+++ Exercise passage

Incidence of esophageal adenocarcinoma increasing dramatically worldwide
Esophageal adenocarcinoma has become more prevalent during the past several decades, with the onset and magnitude of this increase varying even between neighboring countries and states, according to recent results.
Researchers evaluated data on 117,946 incident cases of esophageal adenocarcinoma collected from cancer registries in North America, Europe, Australia and Asia. Incorporated information was dated from 1955 through 2009 and included the number of diagnosed cancers per calendar year, within age groups at 5-year increments and according to sex. Ninety-nine percent of cases occurred in patients aged 40 years or older, and 22.3% occurred in women.
Overall, the age-adjusted incidence rates of esophageal adenocarcinoma increased during the study period. The annual proportional increase ranged from 3.5% observed in Scotland to 8.1% in Hawaii, and joinpoint analyses performed for evaluable registries indicated potential starting points for the increase ranging from 1976 in Denmark (average change per decade=0.26 per 100,000 person-years before joinpoint, 0.61 after, P<.05) to 1991 in Sweden (0.12 per 100,000 person-years before joinpoint, 0.74 after, P<.0001).
In most cases, the rate increase was proportionally similar between men and women, but men developed the illness three to six times more frequently overall, with rates seven to nine times greater among men than women in the US, specifically.

++++++
+++ Given information

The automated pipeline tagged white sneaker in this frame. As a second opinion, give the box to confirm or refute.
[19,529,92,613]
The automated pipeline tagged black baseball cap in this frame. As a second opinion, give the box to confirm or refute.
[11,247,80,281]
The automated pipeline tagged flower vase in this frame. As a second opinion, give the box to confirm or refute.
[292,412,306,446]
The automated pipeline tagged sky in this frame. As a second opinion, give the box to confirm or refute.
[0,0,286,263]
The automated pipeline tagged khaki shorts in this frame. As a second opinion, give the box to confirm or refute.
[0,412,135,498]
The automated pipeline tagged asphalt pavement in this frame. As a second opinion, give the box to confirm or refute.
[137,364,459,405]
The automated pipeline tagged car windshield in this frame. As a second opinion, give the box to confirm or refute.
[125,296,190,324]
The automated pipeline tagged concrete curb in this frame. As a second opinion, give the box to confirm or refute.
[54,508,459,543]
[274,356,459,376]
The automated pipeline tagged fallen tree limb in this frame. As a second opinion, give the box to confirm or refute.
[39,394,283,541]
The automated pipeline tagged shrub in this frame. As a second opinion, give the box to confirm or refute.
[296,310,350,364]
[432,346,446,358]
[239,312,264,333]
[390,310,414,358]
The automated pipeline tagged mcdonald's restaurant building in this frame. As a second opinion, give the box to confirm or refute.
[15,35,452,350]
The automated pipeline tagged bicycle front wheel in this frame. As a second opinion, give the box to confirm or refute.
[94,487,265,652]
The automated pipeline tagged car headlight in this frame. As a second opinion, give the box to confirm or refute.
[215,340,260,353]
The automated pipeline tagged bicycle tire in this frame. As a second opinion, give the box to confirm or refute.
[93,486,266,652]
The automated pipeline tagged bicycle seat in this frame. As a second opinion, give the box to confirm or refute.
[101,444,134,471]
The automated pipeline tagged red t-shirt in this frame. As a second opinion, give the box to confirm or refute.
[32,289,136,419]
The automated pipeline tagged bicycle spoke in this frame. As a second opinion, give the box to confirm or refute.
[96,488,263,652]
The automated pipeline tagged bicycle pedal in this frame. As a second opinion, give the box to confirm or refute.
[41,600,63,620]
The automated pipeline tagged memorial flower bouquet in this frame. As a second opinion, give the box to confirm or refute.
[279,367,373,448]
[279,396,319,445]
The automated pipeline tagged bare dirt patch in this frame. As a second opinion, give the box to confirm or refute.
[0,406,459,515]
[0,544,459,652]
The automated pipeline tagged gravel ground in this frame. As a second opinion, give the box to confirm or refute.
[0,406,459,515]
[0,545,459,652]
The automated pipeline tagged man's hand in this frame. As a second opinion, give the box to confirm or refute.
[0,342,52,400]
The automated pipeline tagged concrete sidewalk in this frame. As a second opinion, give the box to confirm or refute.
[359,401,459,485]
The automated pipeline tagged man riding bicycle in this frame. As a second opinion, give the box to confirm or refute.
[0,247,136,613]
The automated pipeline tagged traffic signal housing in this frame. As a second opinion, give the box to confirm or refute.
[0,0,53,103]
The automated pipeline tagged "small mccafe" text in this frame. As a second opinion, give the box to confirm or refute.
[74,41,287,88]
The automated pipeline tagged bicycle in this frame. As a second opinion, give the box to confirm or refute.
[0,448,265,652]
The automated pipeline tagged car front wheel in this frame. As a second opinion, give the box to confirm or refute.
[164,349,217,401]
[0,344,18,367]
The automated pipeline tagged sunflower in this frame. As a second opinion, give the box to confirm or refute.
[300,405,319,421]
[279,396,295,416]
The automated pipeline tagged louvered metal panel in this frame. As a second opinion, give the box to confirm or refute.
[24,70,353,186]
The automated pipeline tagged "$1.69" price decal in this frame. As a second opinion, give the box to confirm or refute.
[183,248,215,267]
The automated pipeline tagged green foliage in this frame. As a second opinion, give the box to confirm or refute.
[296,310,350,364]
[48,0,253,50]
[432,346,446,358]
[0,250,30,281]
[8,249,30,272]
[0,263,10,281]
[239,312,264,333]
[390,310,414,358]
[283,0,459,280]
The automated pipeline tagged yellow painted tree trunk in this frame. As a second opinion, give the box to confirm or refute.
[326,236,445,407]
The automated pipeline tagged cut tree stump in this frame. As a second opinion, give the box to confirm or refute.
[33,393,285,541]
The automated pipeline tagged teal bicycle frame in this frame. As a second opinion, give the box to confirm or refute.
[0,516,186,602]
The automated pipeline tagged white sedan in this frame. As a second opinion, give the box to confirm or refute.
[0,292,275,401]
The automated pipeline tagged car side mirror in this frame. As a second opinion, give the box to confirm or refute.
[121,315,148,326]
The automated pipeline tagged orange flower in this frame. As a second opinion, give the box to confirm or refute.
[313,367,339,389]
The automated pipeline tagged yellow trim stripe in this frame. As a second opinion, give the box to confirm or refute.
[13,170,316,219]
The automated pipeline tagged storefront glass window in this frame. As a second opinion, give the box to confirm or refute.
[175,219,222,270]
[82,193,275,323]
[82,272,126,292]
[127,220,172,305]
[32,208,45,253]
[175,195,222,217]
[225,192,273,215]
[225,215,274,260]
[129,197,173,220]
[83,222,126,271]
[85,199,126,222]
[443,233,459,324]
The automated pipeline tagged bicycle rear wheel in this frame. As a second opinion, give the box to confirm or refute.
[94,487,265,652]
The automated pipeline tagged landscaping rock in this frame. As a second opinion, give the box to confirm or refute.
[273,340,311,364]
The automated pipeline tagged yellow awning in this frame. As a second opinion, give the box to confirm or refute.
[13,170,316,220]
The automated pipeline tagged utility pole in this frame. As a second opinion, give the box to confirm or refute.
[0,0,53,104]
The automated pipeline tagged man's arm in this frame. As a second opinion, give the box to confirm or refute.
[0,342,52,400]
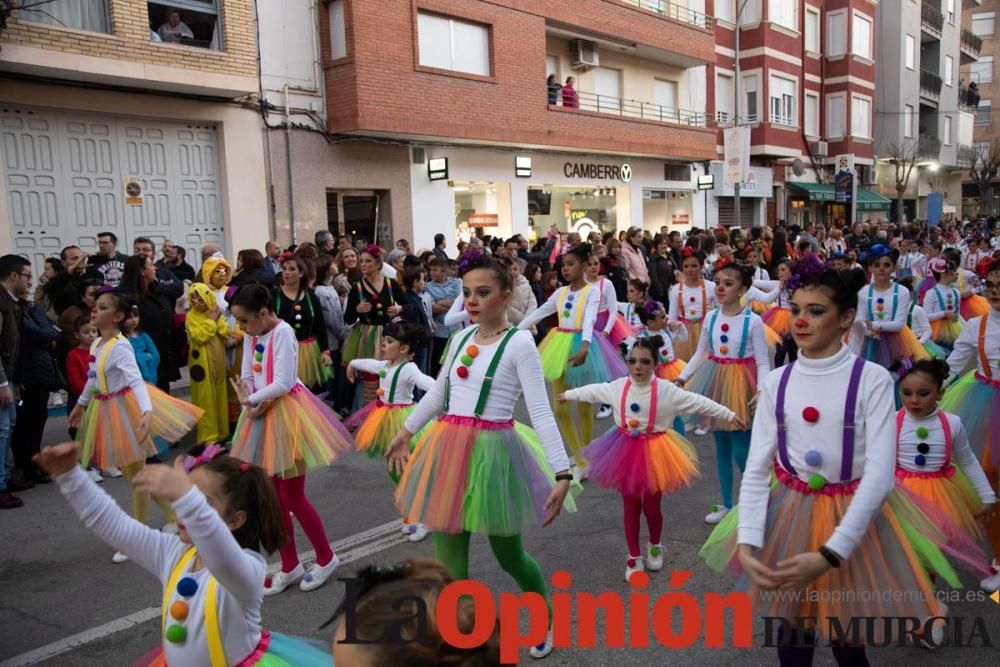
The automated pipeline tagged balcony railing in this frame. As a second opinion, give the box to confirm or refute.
[920,2,944,37]
[563,90,708,127]
[622,0,714,28]
[920,69,944,98]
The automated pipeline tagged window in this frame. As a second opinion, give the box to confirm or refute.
[417,12,490,76]
[327,0,347,60]
[806,7,820,53]
[826,93,846,139]
[851,14,872,60]
[826,9,847,58]
[768,74,798,127]
[803,92,819,137]
[767,0,799,32]
[851,97,872,139]
[972,12,997,37]
[18,0,108,32]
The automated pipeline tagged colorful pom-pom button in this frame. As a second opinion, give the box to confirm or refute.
[808,473,826,491]
[177,577,198,598]
[170,600,190,621]
[167,625,187,644]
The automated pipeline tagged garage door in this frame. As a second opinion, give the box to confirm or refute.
[0,107,224,275]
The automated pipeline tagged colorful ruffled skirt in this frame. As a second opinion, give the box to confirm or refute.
[396,415,580,536]
[941,371,1000,462]
[594,310,635,349]
[76,383,205,469]
[132,630,333,667]
[299,338,333,389]
[538,329,628,388]
[583,426,701,496]
[700,464,985,641]
[684,355,757,431]
[231,384,354,478]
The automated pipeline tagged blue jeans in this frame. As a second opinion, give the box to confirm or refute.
[0,401,17,491]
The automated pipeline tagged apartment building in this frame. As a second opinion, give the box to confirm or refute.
[0,0,269,268]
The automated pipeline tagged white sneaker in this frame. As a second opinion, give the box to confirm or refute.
[299,554,340,593]
[528,629,552,660]
[264,563,306,596]
[625,556,648,583]
[406,523,428,542]
[646,544,663,572]
[705,505,729,526]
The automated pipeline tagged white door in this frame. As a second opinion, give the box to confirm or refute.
[0,107,224,274]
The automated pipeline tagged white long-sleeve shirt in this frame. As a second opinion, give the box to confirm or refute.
[677,309,771,386]
[405,330,569,472]
[738,346,896,558]
[54,467,266,667]
[517,283,600,342]
[348,359,434,405]
[77,337,153,414]
[896,410,997,504]
[566,376,736,433]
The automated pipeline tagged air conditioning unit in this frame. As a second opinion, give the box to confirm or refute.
[570,39,601,71]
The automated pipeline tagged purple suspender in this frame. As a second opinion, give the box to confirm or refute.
[774,357,865,482]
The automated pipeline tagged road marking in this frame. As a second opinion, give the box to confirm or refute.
[0,519,407,667]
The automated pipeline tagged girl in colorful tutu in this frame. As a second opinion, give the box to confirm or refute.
[516,243,628,479]
[230,285,353,595]
[668,246,716,361]
[558,336,746,581]
[896,359,1000,591]
[344,322,434,542]
[701,265,984,665]
[274,255,333,391]
[921,257,963,352]
[387,251,584,658]
[851,243,927,369]
[941,261,1000,592]
[69,292,202,563]
[676,264,771,524]
[35,443,332,667]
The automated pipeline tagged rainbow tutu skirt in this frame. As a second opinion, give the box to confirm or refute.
[583,426,701,496]
[76,383,205,468]
[231,384,354,477]
[396,415,580,536]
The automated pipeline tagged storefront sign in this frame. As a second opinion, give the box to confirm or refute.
[563,162,632,183]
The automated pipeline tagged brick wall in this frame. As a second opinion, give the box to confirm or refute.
[0,0,257,76]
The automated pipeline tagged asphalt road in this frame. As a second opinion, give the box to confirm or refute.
[0,406,1000,667]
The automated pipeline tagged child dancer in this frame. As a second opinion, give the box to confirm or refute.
[184,283,231,445]
[676,264,771,524]
[516,243,628,479]
[701,266,976,666]
[941,261,1000,588]
[344,322,434,542]
[669,246,716,361]
[69,292,202,563]
[35,443,331,667]
[558,336,746,581]
[230,284,353,595]
[387,253,580,658]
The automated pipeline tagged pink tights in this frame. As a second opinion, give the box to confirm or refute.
[274,475,333,572]
[622,493,663,558]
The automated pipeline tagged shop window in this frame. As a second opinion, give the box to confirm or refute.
[146,0,222,51]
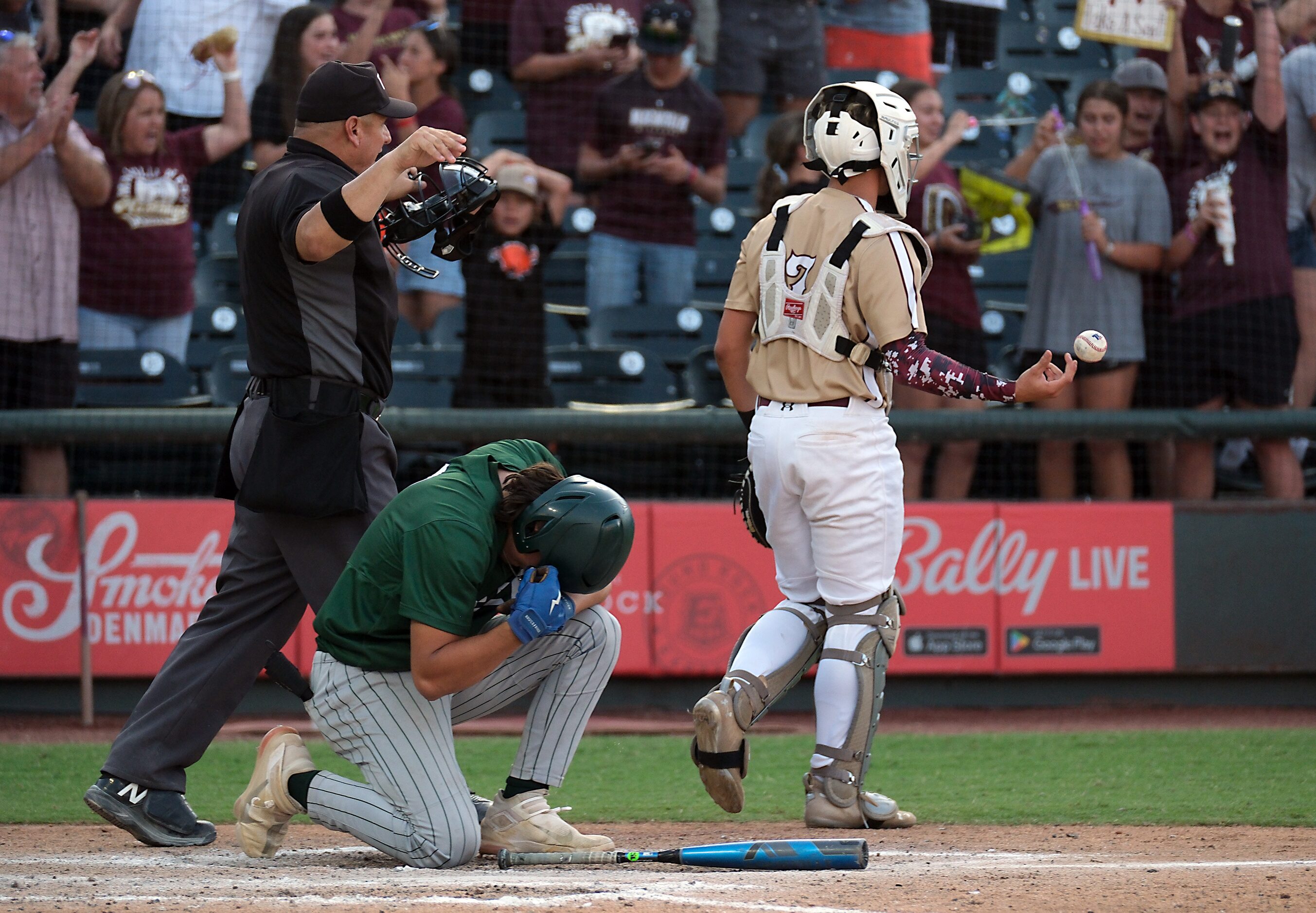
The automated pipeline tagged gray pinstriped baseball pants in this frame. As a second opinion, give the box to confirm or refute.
[306,606,621,868]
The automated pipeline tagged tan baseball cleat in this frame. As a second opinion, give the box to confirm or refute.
[233,726,316,859]
[804,773,919,829]
[480,790,617,857]
[690,691,749,813]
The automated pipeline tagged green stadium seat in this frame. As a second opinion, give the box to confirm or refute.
[996,17,1112,74]
[682,346,732,406]
[695,200,758,241]
[205,203,242,261]
[393,322,433,349]
[586,305,721,369]
[546,346,694,412]
[187,301,246,371]
[74,349,211,408]
[388,346,462,409]
[741,114,778,162]
[695,237,741,285]
[192,257,242,305]
[209,346,251,405]
[455,67,524,121]
[544,237,589,285]
[426,305,580,351]
[466,110,525,158]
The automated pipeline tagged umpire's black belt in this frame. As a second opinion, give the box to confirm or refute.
[246,378,384,419]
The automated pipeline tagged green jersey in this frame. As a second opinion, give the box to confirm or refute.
[315,441,562,672]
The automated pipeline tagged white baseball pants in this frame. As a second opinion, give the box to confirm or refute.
[732,399,904,767]
[306,605,621,868]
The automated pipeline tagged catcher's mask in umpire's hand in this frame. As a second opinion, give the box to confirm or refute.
[375,157,499,279]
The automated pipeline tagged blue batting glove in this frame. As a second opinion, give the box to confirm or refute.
[507,567,575,643]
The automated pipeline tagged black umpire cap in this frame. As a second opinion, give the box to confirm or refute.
[298,60,416,123]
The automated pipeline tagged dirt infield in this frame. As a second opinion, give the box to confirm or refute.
[10,705,1316,743]
[0,824,1316,913]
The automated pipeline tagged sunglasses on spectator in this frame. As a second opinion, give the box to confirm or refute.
[123,70,155,89]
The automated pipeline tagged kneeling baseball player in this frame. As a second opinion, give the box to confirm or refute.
[233,441,634,868]
[691,83,1075,827]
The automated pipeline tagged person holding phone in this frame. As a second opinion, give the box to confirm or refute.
[891,79,987,501]
[508,0,641,177]
[578,0,727,308]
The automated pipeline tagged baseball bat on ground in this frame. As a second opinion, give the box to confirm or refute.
[498,839,869,871]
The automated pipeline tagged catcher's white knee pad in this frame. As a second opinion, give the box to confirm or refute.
[713,600,826,730]
[809,585,904,808]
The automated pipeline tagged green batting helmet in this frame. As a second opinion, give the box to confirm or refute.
[512,475,636,593]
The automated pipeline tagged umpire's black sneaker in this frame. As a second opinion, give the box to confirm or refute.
[83,776,214,846]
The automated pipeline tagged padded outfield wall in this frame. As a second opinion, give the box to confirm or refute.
[0,499,1316,679]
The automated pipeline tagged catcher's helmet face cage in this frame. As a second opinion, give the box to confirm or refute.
[512,475,636,593]
[804,83,923,217]
[375,157,499,279]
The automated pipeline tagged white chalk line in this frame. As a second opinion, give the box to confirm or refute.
[0,846,1316,887]
[0,888,872,913]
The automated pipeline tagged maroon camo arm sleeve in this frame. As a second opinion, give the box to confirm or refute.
[882,333,1014,403]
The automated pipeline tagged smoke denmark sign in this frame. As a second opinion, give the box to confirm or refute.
[0,500,1174,676]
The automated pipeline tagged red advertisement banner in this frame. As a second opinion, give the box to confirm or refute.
[997,504,1174,672]
[0,500,1174,678]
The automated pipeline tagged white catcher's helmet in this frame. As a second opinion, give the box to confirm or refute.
[804,83,923,216]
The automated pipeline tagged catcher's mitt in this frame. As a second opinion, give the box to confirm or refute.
[736,468,772,548]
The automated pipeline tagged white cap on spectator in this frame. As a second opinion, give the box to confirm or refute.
[1111,56,1170,95]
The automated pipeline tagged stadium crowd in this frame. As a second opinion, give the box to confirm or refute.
[0,0,1316,499]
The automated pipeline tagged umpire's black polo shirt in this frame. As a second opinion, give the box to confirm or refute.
[237,137,397,397]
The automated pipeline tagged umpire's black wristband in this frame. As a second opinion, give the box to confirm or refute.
[320,187,370,241]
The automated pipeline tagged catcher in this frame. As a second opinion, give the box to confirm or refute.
[233,441,634,868]
[691,83,1077,827]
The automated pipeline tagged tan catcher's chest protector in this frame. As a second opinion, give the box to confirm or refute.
[758,193,932,412]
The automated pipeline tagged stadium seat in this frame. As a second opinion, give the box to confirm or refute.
[695,237,741,287]
[937,69,1037,167]
[695,200,758,242]
[996,17,1111,72]
[393,322,424,349]
[205,203,242,261]
[586,305,721,369]
[192,257,242,305]
[388,346,462,409]
[548,346,694,412]
[187,302,246,371]
[741,114,778,162]
[822,67,883,86]
[426,305,580,351]
[682,346,732,406]
[969,250,1033,288]
[455,67,524,121]
[544,237,589,285]
[74,349,211,408]
[209,346,251,405]
[466,110,525,158]
[727,158,763,193]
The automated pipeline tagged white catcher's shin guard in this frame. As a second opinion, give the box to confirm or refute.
[804,587,916,827]
[690,601,825,812]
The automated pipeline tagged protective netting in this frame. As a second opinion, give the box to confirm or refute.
[0,0,1316,497]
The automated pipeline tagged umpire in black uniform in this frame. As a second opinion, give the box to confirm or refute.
[86,62,464,846]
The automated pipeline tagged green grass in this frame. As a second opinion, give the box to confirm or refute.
[0,729,1316,826]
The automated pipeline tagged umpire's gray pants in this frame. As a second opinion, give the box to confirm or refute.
[306,606,621,868]
[101,396,397,792]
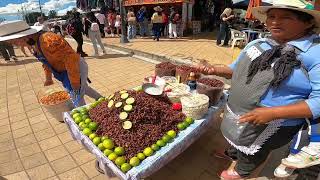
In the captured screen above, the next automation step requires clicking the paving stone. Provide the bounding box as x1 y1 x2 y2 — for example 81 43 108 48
10 113 27 123
44 145 68 161
34 127 56 141
11 119 29 130
81 160 100 178
31 121 51 132
64 141 83 153
21 152 48 169
72 149 95 165
0 150 19 163
58 131 73 144
39 136 61 151
14 134 37 148
27 164 55 180
17 143 41 158
59 168 89 180
0 124 11 134
0 139 15 153
0 160 23 176
12 126 32 138
29 114 47 124
4 171 29 180
0 132 13 143
51 155 77 174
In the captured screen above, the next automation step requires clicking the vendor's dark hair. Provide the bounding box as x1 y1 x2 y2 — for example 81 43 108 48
267 9 317 34
246 45 301 88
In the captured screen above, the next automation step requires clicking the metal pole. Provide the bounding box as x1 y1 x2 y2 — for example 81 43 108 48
119 0 129 43
38 0 42 17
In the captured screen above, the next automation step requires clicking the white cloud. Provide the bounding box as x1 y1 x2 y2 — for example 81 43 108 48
0 0 75 15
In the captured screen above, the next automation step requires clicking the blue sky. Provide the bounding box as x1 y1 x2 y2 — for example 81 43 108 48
0 0 76 20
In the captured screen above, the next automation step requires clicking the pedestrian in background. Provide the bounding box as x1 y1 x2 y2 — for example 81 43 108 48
169 7 177 38
217 8 234 46
108 9 117 37
0 42 18 62
95 11 106 38
66 12 88 57
127 7 137 39
151 6 163 41
137 6 148 37
161 11 169 37
84 12 106 56
114 13 121 36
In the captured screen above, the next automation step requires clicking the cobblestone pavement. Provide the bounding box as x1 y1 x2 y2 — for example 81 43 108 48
0 39 255 180
86 33 240 64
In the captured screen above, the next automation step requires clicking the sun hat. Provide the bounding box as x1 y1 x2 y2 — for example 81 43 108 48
252 0 320 33
153 6 162 12
0 20 43 41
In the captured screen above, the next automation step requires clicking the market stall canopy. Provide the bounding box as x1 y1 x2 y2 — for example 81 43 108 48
245 0 262 20
124 0 190 6
232 0 273 9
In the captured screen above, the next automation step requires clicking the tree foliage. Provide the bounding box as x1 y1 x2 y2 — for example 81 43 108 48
48 10 57 19
25 12 45 24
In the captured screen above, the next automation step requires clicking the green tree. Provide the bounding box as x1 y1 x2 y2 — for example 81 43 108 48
48 10 57 19
0 17 6 23
25 12 45 24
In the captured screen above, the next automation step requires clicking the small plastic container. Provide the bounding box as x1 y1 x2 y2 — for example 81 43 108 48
155 62 176 77
37 89 72 122
197 78 224 106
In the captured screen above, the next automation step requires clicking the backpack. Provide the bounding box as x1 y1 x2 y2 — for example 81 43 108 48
173 13 180 23
137 11 145 22
87 19 100 32
66 23 76 36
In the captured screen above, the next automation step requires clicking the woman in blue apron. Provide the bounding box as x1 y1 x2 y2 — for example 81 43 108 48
198 0 320 179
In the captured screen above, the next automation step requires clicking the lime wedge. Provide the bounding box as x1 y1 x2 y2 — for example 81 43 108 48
108 100 114 108
115 102 122 108
119 112 128 120
123 105 132 112
121 93 129 99
122 121 132 129
108 94 114 100
126 97 135 104
119 90 128 94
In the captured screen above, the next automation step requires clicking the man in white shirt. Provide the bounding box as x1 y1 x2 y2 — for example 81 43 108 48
95 12 106 38
34 16 50 31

++++++

** Exercise tasks **
**1.** Does each statement below agree with the esophageal adenocarcinoma article? Answer yes or no for each, and quote the deciding words of the article.
(a) The registry data covered the years 1955 through 2009.
(b) Scotland showed the largest annual proportional increase.
(c) Women accounted for most of the cases.
**2.** Can you extend the esophageal adenocarcinoma article from where it stops?
These records were taken from a separate source.

** Expected results **
**1.**
(a) Yes: "Incorporated information was dated from 1955 through 2009"
(b) No: "The annual proportional increase ranged from 3.5% observed in Scotland to 8.1% in Hawaii"
(c) No: "22.3% occurred in women"

**2.**
Incidence rates in men typically mimicked one of the following calendar period patterns:
- An initial phase with a steady rate of one or less cases per 100,000 person-years, followed by a second phase with a monotonic increase by one to two cases per 100,000 person-years per decade
- A continuous increase of roughly two to three cases per 100,000 person-years per decade throughout the evaluated period
Cases among women were less frequent and more prone to random fluctuations, but followed a largely similar pattern. Investigators also noted that, with one exception, the data series for areas fitting the second pattern began with incidence rates at or above those reported during the initial phases of the areas fitting the first pattern.
“While changes in the exposure prevalence to known major risk factors and mis- or reclassification of other malignancies in the esophagus and proximal part of the stomach have likely contributed to an increasing incidence of esophageal adenocarcinoma, they are unlikely to explain neither the abrupt change nor the astounding rate of increase,” the researchers wrote. “Therefore, it seems reasonable to hypothesize that effects of a strong, highly prevalent and yet unidentified causal factor … are superimposed on the effects of known risk factors. The obvious variation in time of onset of the epidemic and the uneven distribution among sexes may provide important clues as to the nature of this exposure.”